Put the lines below into a Markdown table with two columns, No. and Line, giving each line a row number and skipping blank lines. Leave the pictures out of the table.

# # # # # # #

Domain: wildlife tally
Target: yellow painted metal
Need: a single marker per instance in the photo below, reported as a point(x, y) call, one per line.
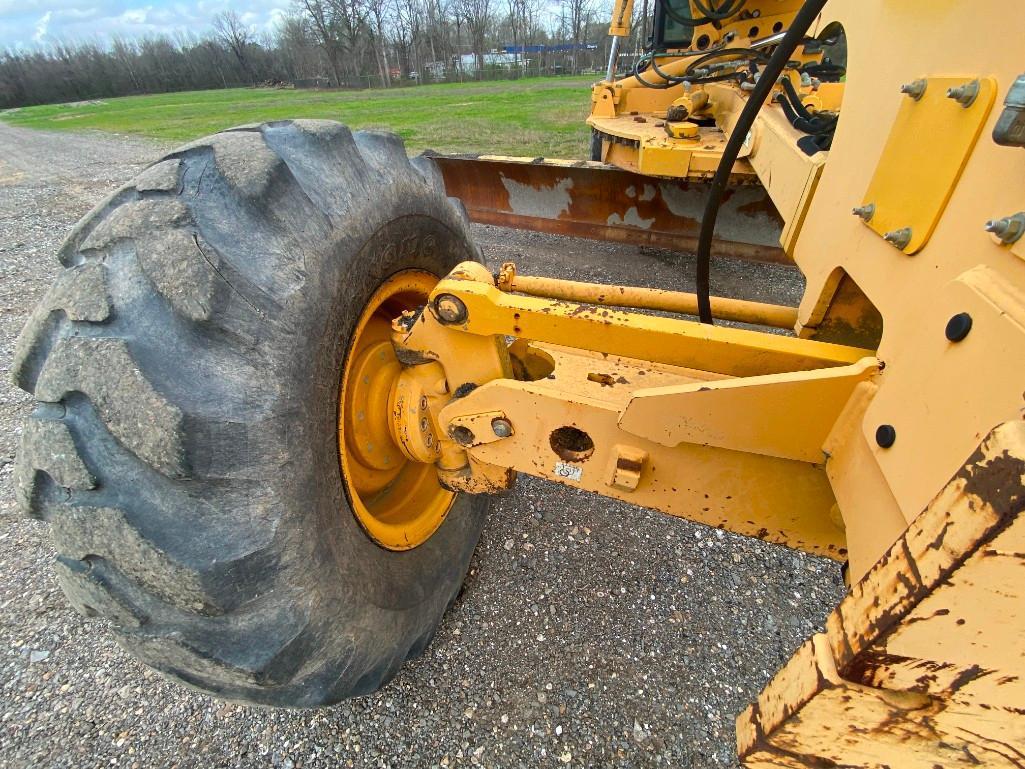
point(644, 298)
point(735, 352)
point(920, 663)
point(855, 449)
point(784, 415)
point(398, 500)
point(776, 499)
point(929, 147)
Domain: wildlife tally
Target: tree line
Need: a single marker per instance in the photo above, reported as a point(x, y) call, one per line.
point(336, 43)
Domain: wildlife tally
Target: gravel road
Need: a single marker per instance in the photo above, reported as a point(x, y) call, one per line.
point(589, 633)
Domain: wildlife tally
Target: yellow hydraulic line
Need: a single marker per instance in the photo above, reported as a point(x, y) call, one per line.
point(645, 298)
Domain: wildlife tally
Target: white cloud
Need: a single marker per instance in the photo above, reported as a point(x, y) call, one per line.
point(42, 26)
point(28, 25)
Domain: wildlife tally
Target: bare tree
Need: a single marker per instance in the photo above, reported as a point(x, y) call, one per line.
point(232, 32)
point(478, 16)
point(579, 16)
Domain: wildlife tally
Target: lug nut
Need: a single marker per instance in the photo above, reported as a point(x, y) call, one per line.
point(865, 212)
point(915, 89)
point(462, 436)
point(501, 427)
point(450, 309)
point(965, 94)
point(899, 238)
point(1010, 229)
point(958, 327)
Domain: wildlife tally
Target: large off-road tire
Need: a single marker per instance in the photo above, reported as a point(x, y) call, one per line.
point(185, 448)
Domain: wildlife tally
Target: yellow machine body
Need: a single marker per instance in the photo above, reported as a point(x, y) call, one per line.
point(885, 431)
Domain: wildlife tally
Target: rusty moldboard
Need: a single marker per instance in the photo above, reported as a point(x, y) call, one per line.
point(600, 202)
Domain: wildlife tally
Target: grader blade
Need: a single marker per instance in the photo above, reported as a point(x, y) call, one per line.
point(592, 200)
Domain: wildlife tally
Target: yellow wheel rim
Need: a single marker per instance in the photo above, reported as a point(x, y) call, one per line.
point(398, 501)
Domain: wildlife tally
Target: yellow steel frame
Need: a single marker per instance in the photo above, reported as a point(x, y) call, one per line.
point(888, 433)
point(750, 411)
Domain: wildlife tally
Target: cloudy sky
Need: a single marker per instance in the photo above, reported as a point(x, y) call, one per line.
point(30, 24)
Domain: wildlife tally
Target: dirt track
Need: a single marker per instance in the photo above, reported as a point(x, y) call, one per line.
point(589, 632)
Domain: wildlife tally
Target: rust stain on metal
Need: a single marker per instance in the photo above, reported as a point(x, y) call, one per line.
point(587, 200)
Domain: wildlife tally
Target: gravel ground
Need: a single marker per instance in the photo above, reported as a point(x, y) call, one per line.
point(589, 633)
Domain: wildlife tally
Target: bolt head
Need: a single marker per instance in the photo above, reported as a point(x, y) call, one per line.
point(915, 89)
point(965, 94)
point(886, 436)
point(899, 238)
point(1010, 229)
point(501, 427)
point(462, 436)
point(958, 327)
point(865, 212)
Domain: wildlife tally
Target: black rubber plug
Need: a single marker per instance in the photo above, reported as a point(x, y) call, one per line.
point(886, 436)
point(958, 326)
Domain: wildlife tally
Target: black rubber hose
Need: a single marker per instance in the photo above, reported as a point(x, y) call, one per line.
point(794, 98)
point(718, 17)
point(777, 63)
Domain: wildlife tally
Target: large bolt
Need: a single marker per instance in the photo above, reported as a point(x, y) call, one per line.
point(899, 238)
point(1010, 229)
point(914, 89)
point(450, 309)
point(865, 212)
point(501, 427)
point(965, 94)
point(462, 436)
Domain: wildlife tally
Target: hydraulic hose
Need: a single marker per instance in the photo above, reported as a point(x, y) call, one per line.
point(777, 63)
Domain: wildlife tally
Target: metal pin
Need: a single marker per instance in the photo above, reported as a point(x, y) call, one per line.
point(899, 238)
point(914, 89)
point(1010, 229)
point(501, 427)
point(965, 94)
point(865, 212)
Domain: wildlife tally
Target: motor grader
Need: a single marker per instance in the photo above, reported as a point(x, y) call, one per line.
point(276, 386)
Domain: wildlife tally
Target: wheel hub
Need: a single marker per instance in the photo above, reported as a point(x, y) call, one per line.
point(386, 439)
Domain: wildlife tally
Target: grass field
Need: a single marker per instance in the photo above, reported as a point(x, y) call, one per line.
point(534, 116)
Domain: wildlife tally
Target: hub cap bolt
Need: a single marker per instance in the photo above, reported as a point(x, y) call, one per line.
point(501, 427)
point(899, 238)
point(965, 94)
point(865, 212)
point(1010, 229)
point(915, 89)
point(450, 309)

# # # # # # #

▶ [Task solution]
| No. | Line |
|---|---|
| 1 | Domain: wildlife tally |
| 2 | Target: yellow painted metal |
| 3 | Need: a single marker per instance in the photo below, reported as a point(x, y) call, one per line. |
| 4 | point(644, 298) |
| 5 | point(735, 352) |
| 6 | point(920, 663) |
| 7 | point(855, 449) |
| 8 | point(784, 415) |
| 9 | point(398, 500) |
| 10 | point(776, 499) |
| 11 | point(929, 147) |
| 12 | Domain: wildlife tally |
| 13 | Target: tree line |
| 14 | Need: a single marker per instance in the photo above, reported as a point(x, y) call, one per line. |
| 15 | point(336, 43) |
| 16 | Domain: wildlife tally |
| 17 | Target: gravel road |
| 18 | Need: a single marker per instance in the photo above, reported as a point(x, y) call, one per line. |
| 19 | point(589, 633) |
| 20 | Domain: wildlife tally |
| 21 | Target: yellow hydraulic line |
| 22 | Need: a single marker per instance in the photo above, reported as a point(x, y) call, one per line. |
| 23 | point(645, 298) |
| 24 | Domain: wildlife tally |
| 25 | Target: white cloud |
| 26 | Need: a single marker per instance in the photo above, reported as a point(x, y) call, one per line. |
| 27 | point(42, 26) |
| 28 | point(28, 25) |
| 29 | Domain: wildlife tally |
| 30 | Target: bare tree |
| 31 | Need: a single marker per instance in the photo above, reported as a point(x, y) call, one per line. |
| 32 | point(232, 32) |
| 33 | point(478, 16) |
| 34 | point(579, 16) |
| 35 | Domain: wildlife tally |
| 36 | Target: lug nut |
| 37 | Need: a single marker per instance in the photo above, reported as a point(x, y) call, one per line. |
| 38 | point(865, 212) |
| 39 | point(915, 89) |
| 40 | point(462, 436) |
| 41 | point(501, 427) |
| 42 | point(450, 309) |
| 43 | point(965, 94) |
| 44 | point(899, 238) |
| 45 | point(1010, 229) |
| 46 | point(958, 327) |
| 47 | Domain: wildlife tally |
| 48 | Target: large off-road tire |
| 49 | Need: a single marker per instance in the photo above, reported as a point(x, y) call, one per line. |
| 50 | point(185, 448) |
| 51 | Domain: wildlife tally |
| 52 | Target: yellow machine body |
| 53 | Need: a single marker per instance in the photo above, reported as a point(x, y) call, one per line. |
| 54 | point(885, 431) |
| 55 | Domain: wildlife tally |
| 56 | Target: rusty moldboard |
| 57 | Need: a single marker per instance in the photo above, reported as a point(x, y) call, one per line. |
| 58 | point(600, 202) |
| 59 | Domain: wildlife tally |
| 60 | Target: grader blade |
| 61 | Need: a single marker per instance in the photo above, reported as a point(x, y) call, one per line. |
| 62 | point(592, 200) |
| 63 | Domain: wildlife tally |
| 64 | Target: yellow wheel rim |
| 65 | Need: a single marker per instance in the photo above, reported as a point(x, y) call, one per line. |
| 66 | point(398, 501) |
| 67 | Domain: wildlife tally |
| 68 | Target: yellow steel frame |
| 69 | Need: a single marker per instance in the photo above, reported as a point(x, y) call, one per line. |
| 70 | point(888, 433) |
| 71 | point(750, 411) |
| 72 | Domain: wildlife tally |
| 73 | Target: cloudy sky |
| 74 | Need: a single marker per instance in the photo above, reported as a point(x, y) call, one per line. |
| 75 | point(30, 24) |
| 76 | Domain: wildlife tally |
| 77 | Target: dirt track |
| 78 | Need: a single marker per instance in the photo above, reported as a point(x, y) call, one per line. |
| 79 | point(589, 632) |
| 80 | Domain: wildlife tally |
| 81 | Target: rust stain on metal |
| 82 | Need: a single marker per instance in the photo above, reported as a point(x, y) call, one per line. |
| 83 | point(587, 200) |
| 84 | Domain: wildlife tally |
| 85 | Target: gravel ground |
| 86 | Need: a single marker per instance in the photo above, reported as a point(x, y) call, one per line. |
| 87 | point(589, 633) |
| 88 | Domain: wildlife tally |
| 89 | Target: bolt head |
| 90 | Need: a single marker per instance in the photo above, reported as a point(x, y) call, one per line. |
| 91 | point(915, 89) |
| 92 | point(965, 94) |
| 93 | point(886, 436) |
| 94 | point(899, 238) |
| 95 | point(1010, 229) |
| 96 | point(501, 427) |
| 97 | point(462, 436) |
| 98 | point(958, 327) |
| 99 | point(865, 212) |
| 100 | Domain: wildlife tally |
| 101 | Target: black rubber plug |
| 102 | Need: a single marker per instance in the photo above, reported as a point(x, y) call, one per line. |
| 103 | point(886, 436) |
| 104 | point(958, 326) |
| 105 | Domain: wildlife tally |
| 106 | Target: black rubber hose |
| 107 | Need: a single marker per instance in the photo above, reported as a point(x, y) call, one per line. |
| 108 | point(794, 98) |
| 109 | point(718, 17) |
| 110 | point(777, 63) |
| 111 | Domain: wildlife tally |
| 112 | Target: large bolt |
| 113 | Need: a single marker per instance in the photo above, reported as a point(x, y) call, one per line. |
| 114 | point(899, 238) |
| 115 | point(1010, 229) |
| 116 | point(914, 89) |
| 117 | point(450, 309) |
| 118 | point(865, 212) |
| 119 | point(501, 427) |
| 120 | point(965, 94) |
| 121 | point(462, 436) |
| 122 | Domain: wildlife tally |
| 123 | Target: hydraulic hose |
| 124 | Need: a single marker per instance in the photo above, reported as a point(x, y) call, one per line. |
| 125 | point(777, 63) |
| 126 | Domain: wildlife tally |
| 127 | Target: metal pin |
| 128 | Need: a single marker per instance in the photo above, reported as a point(x, y) call, one per line. |
| 129 | point(899, 238) |
| 130 | point(914, 89) |
| 131 | point(1010, 229) |
| 132 | point(501, 427) |
| 133 | point(965, 94) |
| 134 | point(865, 212) |
| 135 | Domain: wildlife tally |
| 136 | Target: motor grader |
| 137 | Need: a single marker per instance in the photo above, reported as a point(x, y) call, one per line. |
| 138 | point(276, 386) |
| 139 | Domain: wildlife tally |
| 140 | Target: wheel hub |
| 141 | Need: a single marker per instance in the photo above, reported as a point(x, y) call, one per line. |
| 142 | point(386, 439) |
| 143 | Domain: wildlife tally |
| 144 | Target: grass field |
| 145 | Need: a single marker per instance in the photo above, reported as a point(x, y) call, one per line. |
| 146 | point(534, 116) |
| 147 | Domain: wildlife tally |
| 148 | Target: hub cap bolt |
| 149 | Need: a single marker per instance in the photo above, reported as a point(x, y) call, one per line. |
| 150 | point(501, 427) |
| 151 | point(899, 238) |
| 152 | point(965, 94) |
| 153 | point(865, 212) |
| 154 | point(1010, 229) |
| 155 | point(915, 89) |
| 156 | point(450, 309) |